[Data extracted from a collection]
....................

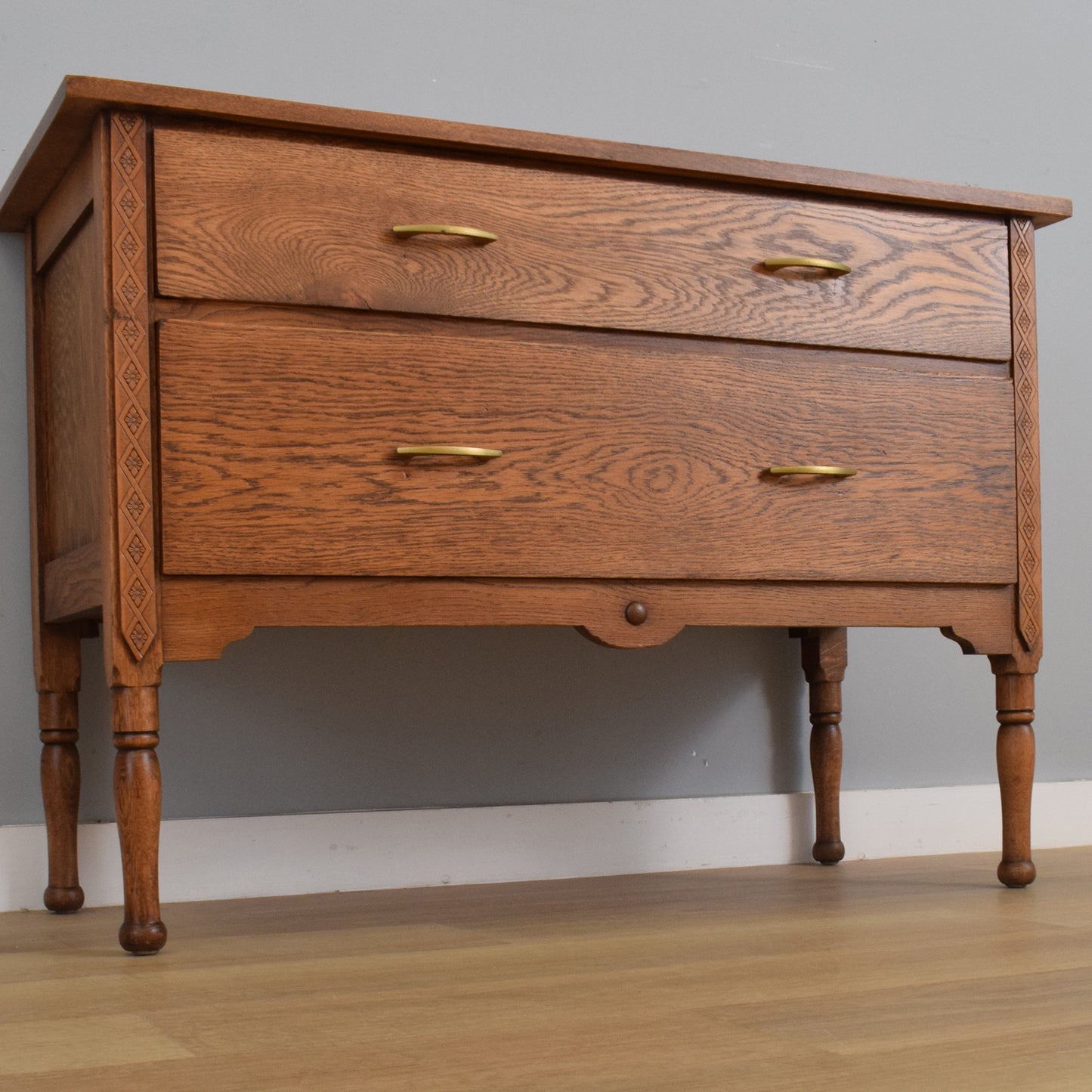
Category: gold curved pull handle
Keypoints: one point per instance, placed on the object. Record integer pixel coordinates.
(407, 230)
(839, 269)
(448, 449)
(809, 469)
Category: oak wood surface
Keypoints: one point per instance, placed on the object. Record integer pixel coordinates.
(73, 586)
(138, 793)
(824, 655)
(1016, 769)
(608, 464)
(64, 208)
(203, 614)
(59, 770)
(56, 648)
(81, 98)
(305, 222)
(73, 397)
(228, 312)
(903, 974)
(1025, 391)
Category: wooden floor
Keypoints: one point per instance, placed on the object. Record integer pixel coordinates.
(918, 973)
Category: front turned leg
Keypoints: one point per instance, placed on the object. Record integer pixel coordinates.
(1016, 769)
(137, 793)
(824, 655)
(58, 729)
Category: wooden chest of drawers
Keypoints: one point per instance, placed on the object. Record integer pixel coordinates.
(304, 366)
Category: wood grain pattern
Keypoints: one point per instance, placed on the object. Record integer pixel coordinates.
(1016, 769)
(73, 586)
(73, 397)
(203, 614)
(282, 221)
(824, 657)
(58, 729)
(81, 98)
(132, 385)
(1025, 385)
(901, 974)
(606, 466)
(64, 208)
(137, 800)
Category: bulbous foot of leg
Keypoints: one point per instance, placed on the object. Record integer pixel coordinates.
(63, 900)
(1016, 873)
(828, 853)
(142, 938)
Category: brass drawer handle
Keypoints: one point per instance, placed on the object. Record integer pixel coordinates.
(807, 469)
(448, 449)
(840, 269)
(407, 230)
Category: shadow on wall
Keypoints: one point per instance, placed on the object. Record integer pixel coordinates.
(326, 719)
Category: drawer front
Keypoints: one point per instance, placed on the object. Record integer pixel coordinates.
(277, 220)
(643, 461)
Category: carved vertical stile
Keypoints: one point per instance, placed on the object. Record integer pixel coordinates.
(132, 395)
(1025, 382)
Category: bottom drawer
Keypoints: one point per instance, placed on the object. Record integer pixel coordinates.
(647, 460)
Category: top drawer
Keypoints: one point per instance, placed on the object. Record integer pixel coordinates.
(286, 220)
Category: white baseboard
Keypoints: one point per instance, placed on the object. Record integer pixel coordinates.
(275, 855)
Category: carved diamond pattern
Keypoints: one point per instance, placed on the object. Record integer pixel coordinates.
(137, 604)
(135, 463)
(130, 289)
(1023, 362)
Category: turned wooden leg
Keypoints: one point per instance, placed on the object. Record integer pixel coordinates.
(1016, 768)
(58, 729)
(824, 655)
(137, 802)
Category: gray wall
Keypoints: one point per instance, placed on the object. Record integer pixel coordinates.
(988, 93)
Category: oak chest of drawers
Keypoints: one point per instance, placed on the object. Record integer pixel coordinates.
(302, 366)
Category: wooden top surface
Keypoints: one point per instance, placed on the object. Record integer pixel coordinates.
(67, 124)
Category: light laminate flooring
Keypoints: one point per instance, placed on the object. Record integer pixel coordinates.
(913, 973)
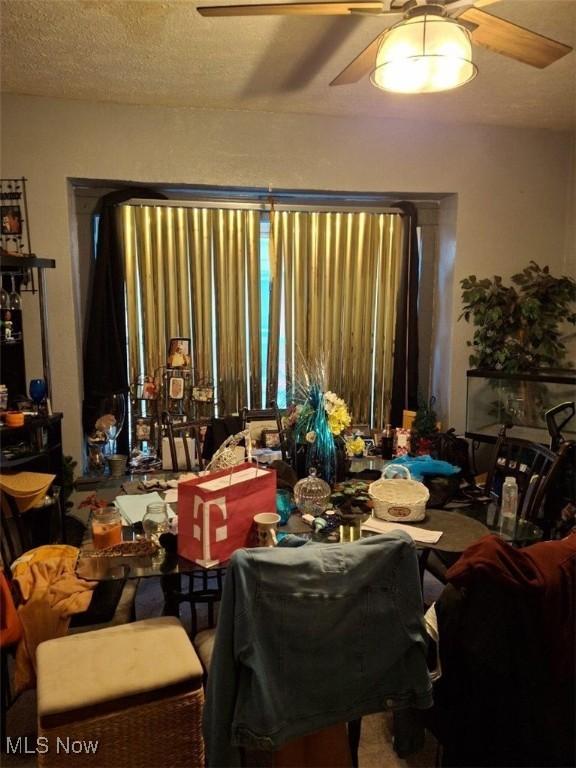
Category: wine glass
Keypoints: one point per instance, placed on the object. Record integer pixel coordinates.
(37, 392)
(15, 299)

....................

Exercise –
Extract the text of all the records above verbatim, excluding pictures.

Written solution –
Category: gold curved pull handle
Keypoints: one point per instance, placed on the object. Record integer pixel coordinates.
(407, 230)
(839, 269)
(448, 449)
(809, 469)
Category: oak wood surface
Keypoints: one point per instance, placed on the object. Record integer pixel coordinates.
(73, 586)
(138, 793)
(824, 655)
(1016, 769)
(608, 464)
(64, 208)
(203, 614)
(59, 770)
(56, 648)
(81, 98)
(305, 222)
(73, 397)
(228, 312)
(903, 974)
(1025, 391)
Category: wooden floor
Keypoints: one point per instance, placed on the object. Record integer pixel coordinates.
(918, 973)
Category: front turned leg
Keypoints: one point per instance, placed on the object. Record integer pixel coordinates.
(1016, 769)
(137, 793)
(824, 655)
(58, 729)
Category: wooden chest of drawers
Keypoints: one point per instance, placed on the object. Record integer pixel coordinates.
(304, 366)
Category: wood grain pattern
Keypoints: one point per instance, placed on the object. Record integer pixel coordinates.
(1016, 769)
(73, 586)
(73, 397)
(203, 614)
(282, 221)
(824, 657)
(58, 729)
(81, 98)
(132, 385)
(1025, 385)
(901, 974)
(606, 466)
(64, 208)
(137, 800)
Category: bulbous foot of leg
Keypoints: one point per instance, placed on the object. Record integer pixel coordinates.
(63, 900)
(1016, 873)
(828, 853)
(142, 938)
Category: brass drawer handle
Keypoints: one point per instance, placed on the object. Record integer pixel coordinates.
(807, 469)
(448, 449)
(840, 269)
(407, 230)
Category: shadow on wall
Keypoints: one point per instance, placed on the object. Record integer pixel coordinates.
(326, 719)
Category: drawer front
Keypoints: one point per instance, placed on the object. Record integer pixel coordinates.
(277, 220)
(643, 461)
Category: carved vertical stile
Keypoints: one point per instance, placed on the object. Record integer pixel coordinates.
(132, 395)
(1025, 382)
Category: bottom drawer
Keypoints: one point per instance, placed on the object. Record integer pixel coordinates.
(647, 460)
Category: top drawer
Keypoints: one point per instance, placed on the object. Record integer pixel coordinates.
(286, 220)
Category: white baseboard
Keypoints: one point per instance, placed on the object. Record integer pixel coordinates.
(275, 855)
Category: carved diamond pattern
Keypoints: one point per instance, placed on the object. Record integer pixel coordinates.
(137, 604)
(135, 463)
(130, 289)
(1023, 362)
Category: turned wooden leg
Keypoints: one point per instance, placed on the object. Record integer pixel coordinates.
(1016, 768)
(58, 729)
(824, 655)
(137, 802)
Category: gray wall
Keypoints: one point per instance, placed on the object. Record integer pixel coordinates.
(988, 93)
Category: oak chest of drawers
Keypoints: one point per instance, placed on the object. Record integer pixel coordinates.
(302, 366)
Category: wooden top surface
Keypoints: one point per instance, placed on the object. Record integer pixel coordinates.
(67, 124)
Category: light laminate flooring
Keypoints: one point per instance, placed on the object. Record integer pixel coordinates.
(913, 973)
Category: wine glass
Keypoints: one point per instance, placed on the object. Record integer pixel coordinates.
(37, 392)
(15, 299)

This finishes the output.